## À faire
1. Les affirmations (a), (b) et (c) concordent-elles avec l'extrait sur Microsoft et les agents ? Répondez par oui ou par non en citant les mots décisifs de l'extrait.
(a) Pour communiquer, deux robots doivent parler plus ou moins le même langage.
(b) L'échange de données reste simple, quel que soit le nombre d'agents.
(c) Les entreprises n'auraient qu'à ajouter leur propre couche logicielle pour créer leurs applications.
2. D'après l'extrait sur Microsoft et les agents, que faut-il créer pour l'échange de données entre des milliers d'agents ?
3. Prolongez l'extrait sur Microsoft et les agents après sa dernière phrase.

## Extrait
┏━━
Après tout, pourquoi se contenter d’offrir une seule interface au consommateur quand on peut offrir tous les outils en arrière-scène aux créateurs des autres applications avec laquelle elle se connectera sous peu?
C’est un peu ça, le futur selon Microsoft.
Le défi d’une mer de données universelle
Naturellement, pour que deux robots communiquent entre eux, il leur faut quelques atomes crochus. D’abord, ils doivent parler plus ou moins le même langage. C’est déjà un détail important. Ensuite, ils doivent pouvoir échanger des données qui seront bien comprises par un et par l’autre.
Pour une poignée d’agents, c’est simple. Pour les milliers d’agents qui verront le jour progressivement dans les prochaines années, ça commence à faire lourd. D’où l’importance de créer une plateforme ouverte d’échange de ces données, à laquelle plusieurs entreprises peuvent s’abreuver, ou participer. Celles-ci n’auraient qu’à ajouter leur propre couche logicielle pour créer les applications de leur choix.
┗━━
## Données extraites
┏━━
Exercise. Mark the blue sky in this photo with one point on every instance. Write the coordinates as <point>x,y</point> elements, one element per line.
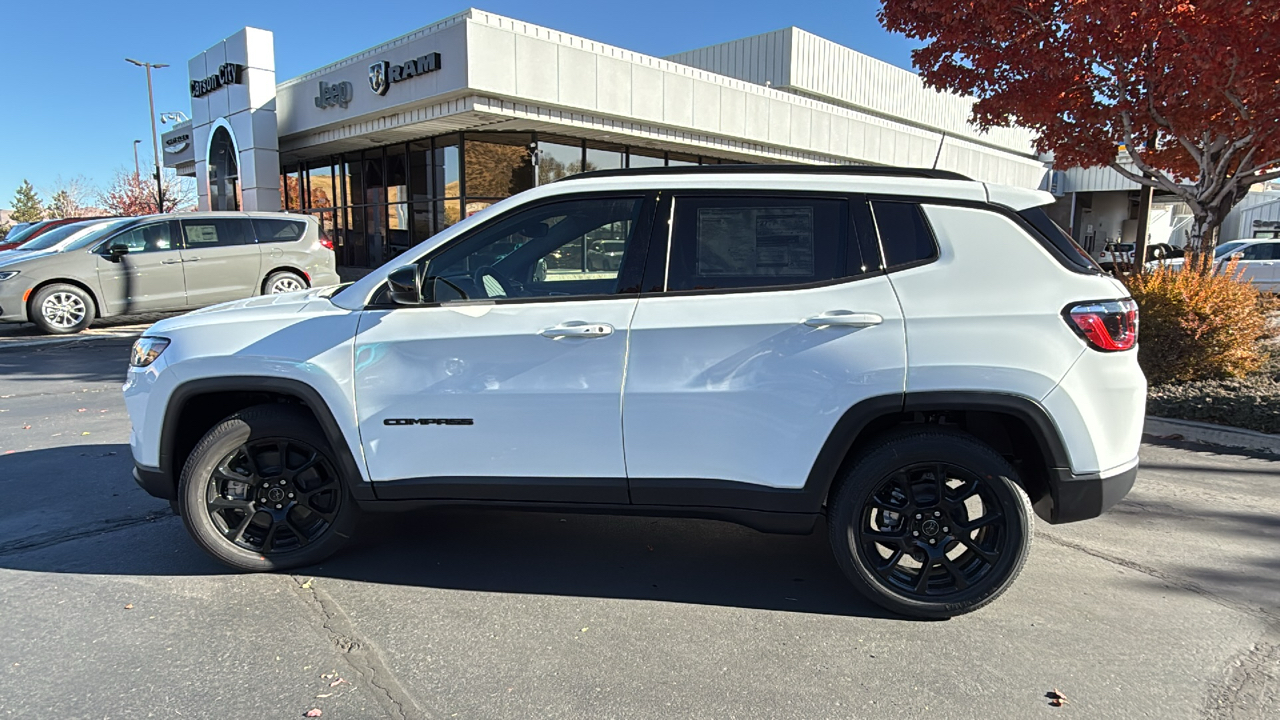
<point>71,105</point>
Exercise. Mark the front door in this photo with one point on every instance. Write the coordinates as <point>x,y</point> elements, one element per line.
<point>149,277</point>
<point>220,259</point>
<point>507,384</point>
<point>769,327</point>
┗━━
┏━━
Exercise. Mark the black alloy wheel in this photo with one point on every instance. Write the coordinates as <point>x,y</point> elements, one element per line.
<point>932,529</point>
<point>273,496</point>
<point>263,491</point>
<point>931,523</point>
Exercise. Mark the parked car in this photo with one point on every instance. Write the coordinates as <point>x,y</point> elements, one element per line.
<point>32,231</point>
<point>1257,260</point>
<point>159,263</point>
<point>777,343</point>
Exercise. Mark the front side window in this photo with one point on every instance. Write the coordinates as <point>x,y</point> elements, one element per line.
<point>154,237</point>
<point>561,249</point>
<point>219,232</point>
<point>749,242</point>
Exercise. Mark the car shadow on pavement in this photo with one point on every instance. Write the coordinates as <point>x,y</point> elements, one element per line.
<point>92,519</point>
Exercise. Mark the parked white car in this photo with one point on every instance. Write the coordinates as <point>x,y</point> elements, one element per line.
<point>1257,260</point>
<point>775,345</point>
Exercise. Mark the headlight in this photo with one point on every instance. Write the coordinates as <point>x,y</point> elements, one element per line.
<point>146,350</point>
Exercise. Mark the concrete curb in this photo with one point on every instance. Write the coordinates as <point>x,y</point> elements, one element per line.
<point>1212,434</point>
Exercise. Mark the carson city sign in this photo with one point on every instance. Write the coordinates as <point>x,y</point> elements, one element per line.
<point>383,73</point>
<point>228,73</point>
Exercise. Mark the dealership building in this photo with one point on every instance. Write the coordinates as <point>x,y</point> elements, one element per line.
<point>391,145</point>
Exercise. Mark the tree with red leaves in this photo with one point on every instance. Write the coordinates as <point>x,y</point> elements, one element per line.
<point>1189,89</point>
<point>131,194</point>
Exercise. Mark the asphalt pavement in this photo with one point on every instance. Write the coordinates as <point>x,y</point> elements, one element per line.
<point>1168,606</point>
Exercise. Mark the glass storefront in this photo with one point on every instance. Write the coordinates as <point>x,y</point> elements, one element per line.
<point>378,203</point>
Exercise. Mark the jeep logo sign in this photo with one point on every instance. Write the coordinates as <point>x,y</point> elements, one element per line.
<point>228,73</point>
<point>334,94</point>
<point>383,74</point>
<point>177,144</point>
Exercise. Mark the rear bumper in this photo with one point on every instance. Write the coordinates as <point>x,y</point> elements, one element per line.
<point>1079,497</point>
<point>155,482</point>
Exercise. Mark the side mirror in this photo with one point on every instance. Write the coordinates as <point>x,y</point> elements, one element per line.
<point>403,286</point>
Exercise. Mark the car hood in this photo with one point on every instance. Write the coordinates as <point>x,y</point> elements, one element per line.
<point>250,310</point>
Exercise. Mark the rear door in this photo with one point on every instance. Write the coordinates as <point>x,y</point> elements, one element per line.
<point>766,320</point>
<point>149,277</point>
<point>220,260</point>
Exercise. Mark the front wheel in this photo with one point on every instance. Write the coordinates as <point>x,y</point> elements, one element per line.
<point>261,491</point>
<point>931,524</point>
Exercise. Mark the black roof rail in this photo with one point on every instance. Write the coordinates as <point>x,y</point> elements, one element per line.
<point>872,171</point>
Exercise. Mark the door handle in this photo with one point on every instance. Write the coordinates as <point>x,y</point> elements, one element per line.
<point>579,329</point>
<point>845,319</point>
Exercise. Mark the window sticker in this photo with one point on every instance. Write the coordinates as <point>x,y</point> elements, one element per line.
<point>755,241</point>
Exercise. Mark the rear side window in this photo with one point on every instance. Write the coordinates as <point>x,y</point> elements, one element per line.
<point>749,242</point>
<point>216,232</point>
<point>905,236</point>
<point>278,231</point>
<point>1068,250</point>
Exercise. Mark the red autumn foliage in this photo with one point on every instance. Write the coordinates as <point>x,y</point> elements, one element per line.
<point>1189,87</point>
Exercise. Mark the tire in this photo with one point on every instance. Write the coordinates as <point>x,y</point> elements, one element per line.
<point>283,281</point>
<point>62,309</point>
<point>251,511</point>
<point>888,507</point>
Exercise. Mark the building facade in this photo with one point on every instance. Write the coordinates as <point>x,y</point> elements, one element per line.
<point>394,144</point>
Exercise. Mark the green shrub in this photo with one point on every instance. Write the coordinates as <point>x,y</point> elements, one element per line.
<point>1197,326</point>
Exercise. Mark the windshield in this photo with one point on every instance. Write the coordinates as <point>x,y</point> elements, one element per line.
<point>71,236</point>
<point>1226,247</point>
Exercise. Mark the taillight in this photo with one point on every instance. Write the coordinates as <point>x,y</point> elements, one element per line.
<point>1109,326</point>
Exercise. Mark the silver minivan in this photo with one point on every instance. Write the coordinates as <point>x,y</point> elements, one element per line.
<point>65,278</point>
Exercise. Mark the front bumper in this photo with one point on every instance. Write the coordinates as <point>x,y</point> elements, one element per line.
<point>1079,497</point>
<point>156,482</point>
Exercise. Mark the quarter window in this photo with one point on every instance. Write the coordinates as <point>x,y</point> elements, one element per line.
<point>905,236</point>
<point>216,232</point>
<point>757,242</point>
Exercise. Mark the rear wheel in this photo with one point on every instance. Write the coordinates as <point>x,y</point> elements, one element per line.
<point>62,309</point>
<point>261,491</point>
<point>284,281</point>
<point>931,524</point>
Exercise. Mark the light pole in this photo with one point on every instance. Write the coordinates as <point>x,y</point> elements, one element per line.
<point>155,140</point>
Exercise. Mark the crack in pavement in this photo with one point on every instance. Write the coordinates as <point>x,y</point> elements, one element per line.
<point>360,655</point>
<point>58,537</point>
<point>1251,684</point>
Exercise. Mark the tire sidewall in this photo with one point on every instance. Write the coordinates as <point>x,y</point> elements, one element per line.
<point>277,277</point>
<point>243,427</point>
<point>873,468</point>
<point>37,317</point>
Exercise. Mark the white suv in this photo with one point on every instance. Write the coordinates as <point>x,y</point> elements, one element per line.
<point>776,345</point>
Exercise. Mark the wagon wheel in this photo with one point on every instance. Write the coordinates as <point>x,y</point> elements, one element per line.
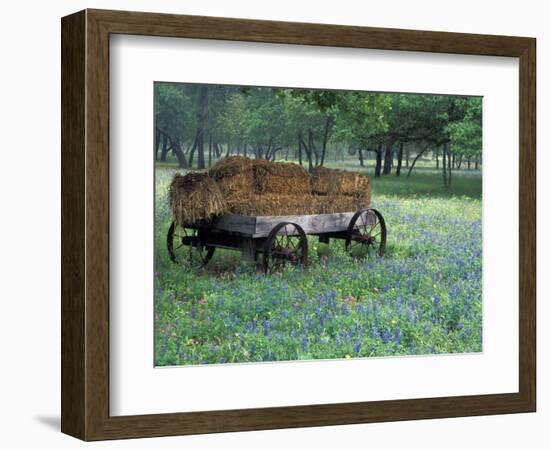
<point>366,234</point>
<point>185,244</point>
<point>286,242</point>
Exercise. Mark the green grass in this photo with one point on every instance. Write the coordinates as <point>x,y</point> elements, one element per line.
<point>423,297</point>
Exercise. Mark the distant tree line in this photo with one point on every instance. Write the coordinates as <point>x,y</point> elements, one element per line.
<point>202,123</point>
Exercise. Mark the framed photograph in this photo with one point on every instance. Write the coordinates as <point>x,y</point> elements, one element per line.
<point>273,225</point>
┗━━
┏━━
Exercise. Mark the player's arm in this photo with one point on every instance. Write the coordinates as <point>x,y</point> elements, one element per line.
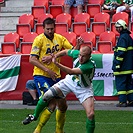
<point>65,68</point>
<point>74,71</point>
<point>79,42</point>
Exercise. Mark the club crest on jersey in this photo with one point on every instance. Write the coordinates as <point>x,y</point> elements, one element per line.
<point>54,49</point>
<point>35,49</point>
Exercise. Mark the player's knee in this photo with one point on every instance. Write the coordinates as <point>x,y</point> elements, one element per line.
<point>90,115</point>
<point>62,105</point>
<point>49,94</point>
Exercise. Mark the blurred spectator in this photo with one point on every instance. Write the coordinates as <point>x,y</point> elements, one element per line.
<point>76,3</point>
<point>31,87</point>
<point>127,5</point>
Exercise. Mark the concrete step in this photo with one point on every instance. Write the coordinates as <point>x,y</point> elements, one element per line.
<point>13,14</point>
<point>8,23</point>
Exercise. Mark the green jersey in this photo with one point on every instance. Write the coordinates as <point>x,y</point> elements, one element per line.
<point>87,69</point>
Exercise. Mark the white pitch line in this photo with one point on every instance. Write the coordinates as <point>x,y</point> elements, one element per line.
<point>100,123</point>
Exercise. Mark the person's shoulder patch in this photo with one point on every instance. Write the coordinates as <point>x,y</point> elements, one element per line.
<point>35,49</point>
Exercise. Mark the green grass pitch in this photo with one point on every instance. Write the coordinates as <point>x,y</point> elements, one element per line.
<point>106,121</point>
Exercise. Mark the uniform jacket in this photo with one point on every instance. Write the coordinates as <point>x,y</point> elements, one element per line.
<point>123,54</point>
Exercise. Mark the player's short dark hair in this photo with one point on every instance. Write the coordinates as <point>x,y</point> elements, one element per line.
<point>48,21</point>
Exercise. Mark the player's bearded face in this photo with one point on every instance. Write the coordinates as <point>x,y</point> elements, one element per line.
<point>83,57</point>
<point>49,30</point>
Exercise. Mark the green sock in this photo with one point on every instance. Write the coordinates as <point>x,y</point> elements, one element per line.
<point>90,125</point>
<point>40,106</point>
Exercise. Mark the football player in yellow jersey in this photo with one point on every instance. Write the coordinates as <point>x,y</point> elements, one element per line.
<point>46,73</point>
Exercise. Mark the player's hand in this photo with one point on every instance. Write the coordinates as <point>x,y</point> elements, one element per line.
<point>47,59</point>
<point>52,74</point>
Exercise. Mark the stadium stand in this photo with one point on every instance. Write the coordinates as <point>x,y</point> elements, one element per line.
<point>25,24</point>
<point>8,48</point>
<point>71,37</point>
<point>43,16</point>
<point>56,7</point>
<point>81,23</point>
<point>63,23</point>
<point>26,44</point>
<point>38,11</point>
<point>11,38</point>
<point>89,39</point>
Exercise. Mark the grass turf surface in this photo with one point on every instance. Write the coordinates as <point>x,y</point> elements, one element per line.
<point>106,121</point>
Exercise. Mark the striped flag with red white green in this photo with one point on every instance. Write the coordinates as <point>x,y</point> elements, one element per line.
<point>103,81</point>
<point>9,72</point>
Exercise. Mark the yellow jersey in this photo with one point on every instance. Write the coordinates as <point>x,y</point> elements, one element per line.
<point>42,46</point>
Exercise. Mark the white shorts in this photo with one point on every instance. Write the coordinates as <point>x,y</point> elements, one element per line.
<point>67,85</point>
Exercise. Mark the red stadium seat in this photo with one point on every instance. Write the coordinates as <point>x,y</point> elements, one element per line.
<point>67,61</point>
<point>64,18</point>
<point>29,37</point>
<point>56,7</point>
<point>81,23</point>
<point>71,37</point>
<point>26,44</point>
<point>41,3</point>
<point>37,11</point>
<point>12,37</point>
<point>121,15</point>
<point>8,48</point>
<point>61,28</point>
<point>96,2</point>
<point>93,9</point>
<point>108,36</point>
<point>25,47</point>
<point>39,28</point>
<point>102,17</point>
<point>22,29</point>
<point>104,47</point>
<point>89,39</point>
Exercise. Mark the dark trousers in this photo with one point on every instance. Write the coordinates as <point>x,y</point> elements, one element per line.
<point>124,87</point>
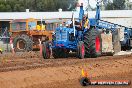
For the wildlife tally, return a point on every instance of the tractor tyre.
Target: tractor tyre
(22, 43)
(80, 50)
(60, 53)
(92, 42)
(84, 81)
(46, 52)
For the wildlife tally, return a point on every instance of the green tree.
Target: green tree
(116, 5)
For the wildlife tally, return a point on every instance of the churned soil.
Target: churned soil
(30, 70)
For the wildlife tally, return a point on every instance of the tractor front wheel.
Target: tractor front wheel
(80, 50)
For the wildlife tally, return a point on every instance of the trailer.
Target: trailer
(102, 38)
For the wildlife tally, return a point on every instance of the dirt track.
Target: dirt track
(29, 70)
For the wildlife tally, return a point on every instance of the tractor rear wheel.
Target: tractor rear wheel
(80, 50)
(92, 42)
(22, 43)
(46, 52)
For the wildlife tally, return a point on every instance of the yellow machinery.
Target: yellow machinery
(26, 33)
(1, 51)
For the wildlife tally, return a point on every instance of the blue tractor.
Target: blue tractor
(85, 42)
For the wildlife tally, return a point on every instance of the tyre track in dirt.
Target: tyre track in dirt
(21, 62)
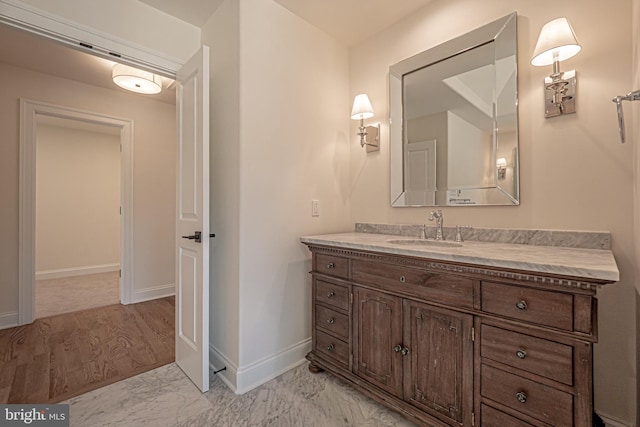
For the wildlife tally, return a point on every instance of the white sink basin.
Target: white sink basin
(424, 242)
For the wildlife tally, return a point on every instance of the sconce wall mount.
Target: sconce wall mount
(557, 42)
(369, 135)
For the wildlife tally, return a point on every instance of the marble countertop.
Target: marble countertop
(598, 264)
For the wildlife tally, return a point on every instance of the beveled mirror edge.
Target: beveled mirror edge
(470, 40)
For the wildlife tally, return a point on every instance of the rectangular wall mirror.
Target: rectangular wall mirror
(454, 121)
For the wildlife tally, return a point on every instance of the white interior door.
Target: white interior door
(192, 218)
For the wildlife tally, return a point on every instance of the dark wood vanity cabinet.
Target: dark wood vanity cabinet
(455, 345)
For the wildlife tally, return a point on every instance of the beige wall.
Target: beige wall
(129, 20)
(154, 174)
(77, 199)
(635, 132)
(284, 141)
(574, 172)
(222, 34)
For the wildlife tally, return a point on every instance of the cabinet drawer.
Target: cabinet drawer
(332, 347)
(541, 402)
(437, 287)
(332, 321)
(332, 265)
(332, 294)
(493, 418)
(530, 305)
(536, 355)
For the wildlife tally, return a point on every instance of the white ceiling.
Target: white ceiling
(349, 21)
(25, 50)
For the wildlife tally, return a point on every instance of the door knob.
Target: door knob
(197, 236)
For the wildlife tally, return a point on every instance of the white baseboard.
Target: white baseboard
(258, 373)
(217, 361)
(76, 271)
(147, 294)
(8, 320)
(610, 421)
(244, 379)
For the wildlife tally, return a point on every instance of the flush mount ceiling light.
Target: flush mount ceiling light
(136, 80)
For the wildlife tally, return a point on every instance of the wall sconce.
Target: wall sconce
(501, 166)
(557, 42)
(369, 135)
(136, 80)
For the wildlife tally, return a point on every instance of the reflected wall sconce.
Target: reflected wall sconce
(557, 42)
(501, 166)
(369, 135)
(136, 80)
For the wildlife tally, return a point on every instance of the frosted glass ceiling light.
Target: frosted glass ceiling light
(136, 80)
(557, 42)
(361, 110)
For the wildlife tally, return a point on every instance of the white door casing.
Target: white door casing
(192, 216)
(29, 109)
┗━━
## Corrigé des activités
1.
(a) Oui : « ils doivent parler plus ou moins le même langage ».
(b) Non : « Pour les milliers d’agents qui verront le jour progressivement dans les prochaines années, ça commence à faire lourd ».
(c) Oui : « Celles-ci n’auraient qu’à ajouter leur propre couche logicielle pour créer les applications de leur choix ».

2. Une plateforme ouverte d'échange de ces données.

3.
«L’objectif est que même si vos données viennent d’un endroit, il soit possible d’améliorer les processus à un autre endroit», illustre Satya Nadella. De là à parler d’un standard d’industrie, il n’y a qu’un pas… que ne seront sans doute pas près de faire quelques rivaux de Microsoft. Ça aussi, ça fait partie de la stratégie de la maison, qui se distingue ainsi de rivaux qui préfèrent être moins ouverts sur leurs façons de faire à l’interne.
Peut-être que Mark Zuckerberg regardait l’allocution de Satya Nadella, puisqu’elle était diffusée en direct en ligne. Après la conférence F8 de la semaine dernière, on lui souhaite d’avoir pris quelques notes.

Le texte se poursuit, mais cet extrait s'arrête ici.